• **AIM 1**:
Tally the lines in the rows below that contain the string "white", and give only that number.

## start EXCERPT

Decani: It's not always unnecessary and it's not always irreversible. And it's only fatal a very small percentage of the time.
posted by Sparx at 7:08 PM on April 21, 2005


Dhoyt: drive-by reference to this...

Ah, gotcha. I actually thought the comment was meant for this thread. So much time passed between Paris's comment & yours I'd forgotten all about it...
posted by dhoyt at 7:28 PM on April 21, 2005


A take on one of the issues raised here is that rape is a common crime but political rhetoric seems to demonise one religion - Islam. Regardless of the background of the offenders, solutions should be sought within the context of the community in which they occur. Or what Joseph said.

## end EXCERPT
## start TASK INPUTS

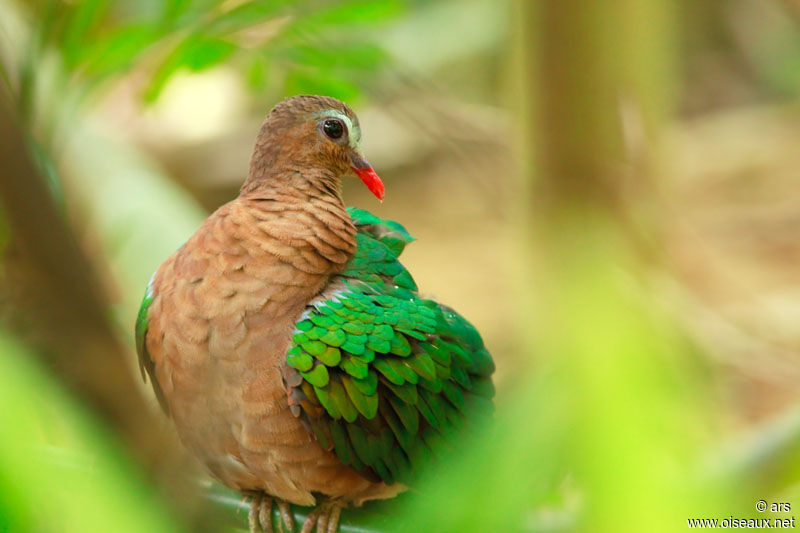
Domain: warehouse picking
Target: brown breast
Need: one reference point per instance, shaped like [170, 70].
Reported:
[221, 320]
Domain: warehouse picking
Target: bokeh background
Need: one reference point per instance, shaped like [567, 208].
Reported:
[607, 190]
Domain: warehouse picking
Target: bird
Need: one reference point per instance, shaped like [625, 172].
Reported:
[291, 348]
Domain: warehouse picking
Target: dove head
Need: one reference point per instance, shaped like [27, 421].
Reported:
[311, 138]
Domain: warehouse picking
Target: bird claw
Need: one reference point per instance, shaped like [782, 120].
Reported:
[325, 517]
[259, 518]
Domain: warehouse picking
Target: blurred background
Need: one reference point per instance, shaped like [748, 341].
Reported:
[607, 190]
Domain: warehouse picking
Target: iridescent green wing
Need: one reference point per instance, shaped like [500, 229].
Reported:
[379, 375]
[145, 361]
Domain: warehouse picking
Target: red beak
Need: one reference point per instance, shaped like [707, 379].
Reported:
[370, 178]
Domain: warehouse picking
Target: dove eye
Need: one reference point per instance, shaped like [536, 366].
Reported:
[333, 128]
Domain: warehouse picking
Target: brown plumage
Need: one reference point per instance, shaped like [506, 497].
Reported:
[225, 304]
[290, 345]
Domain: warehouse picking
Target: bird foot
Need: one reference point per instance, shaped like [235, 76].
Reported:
[325, 517]
[260, 516]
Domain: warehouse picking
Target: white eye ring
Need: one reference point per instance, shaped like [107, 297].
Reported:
[353, 132]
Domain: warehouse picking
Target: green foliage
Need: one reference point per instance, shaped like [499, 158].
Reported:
[59, 471]
[279, 47]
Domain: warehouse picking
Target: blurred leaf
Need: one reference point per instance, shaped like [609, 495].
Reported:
[320, 82]
[80, 30]
[353, 13]
[107, 494]
[116, 53]
[196, 53]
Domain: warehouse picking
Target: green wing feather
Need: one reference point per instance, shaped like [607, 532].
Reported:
[145, 361]
[380, 375]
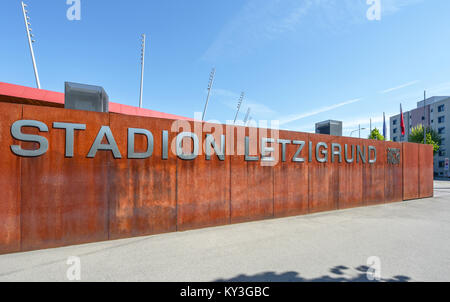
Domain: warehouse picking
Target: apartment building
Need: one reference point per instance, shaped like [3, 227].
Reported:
[434, 112]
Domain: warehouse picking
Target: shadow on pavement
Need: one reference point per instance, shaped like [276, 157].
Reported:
[337, 274]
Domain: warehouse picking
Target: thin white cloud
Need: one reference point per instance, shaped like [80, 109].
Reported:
[292, 118]
[230, 99]
[389, 7]
[400, 87]
[258, 21]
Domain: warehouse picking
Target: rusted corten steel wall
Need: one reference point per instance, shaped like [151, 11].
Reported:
[53, 200]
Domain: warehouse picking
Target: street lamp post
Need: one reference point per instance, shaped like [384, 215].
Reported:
[30, 43]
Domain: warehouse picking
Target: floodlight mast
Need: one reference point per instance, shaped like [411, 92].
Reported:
[210, 85]
[239, 106]
[247, 116]
[30, 43]
[142, 69]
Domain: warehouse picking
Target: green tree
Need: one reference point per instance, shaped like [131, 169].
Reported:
[375, 134]
[433, 138]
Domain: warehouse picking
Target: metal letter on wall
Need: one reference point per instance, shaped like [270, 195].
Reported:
[16, 132]
[179, 143]
[334, 153]
[247, 151]
[132, 154]
[111, 146]
[374, 159]
[349, 160]
[324, 152]
[211, 142]
[265, 149]
[296, 158]
[70, 133]
[283, 143]
[393, 156]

## end TASK INPUTS

• **AIM 2**:
Retype everything in the discussion excerpt above from "posted by Sparx" down to "what Joseph said.", with no changes.

• **WORKED ANSWER 1**:
2

• **WORKED ANSWER 2**:
posted by Sparx at 7:08 PM on April 21, 2005


Dhoyt: drive-by reference to this...

Ah, gotcha. I actually thought the comment was meant for this thread. So much time passed between Paris's comment & yours I'd forgotten all about it...
posted by dhoyt at 7:28 PM on April 21, 2005


A take on one of the issues raised here is that rape is a common crime but political rhetoric seems to demonise one religion - Islam. Regardless of the background of the offenders, solutions should be sought within the context of the community in which they occur. Or what Joseph said.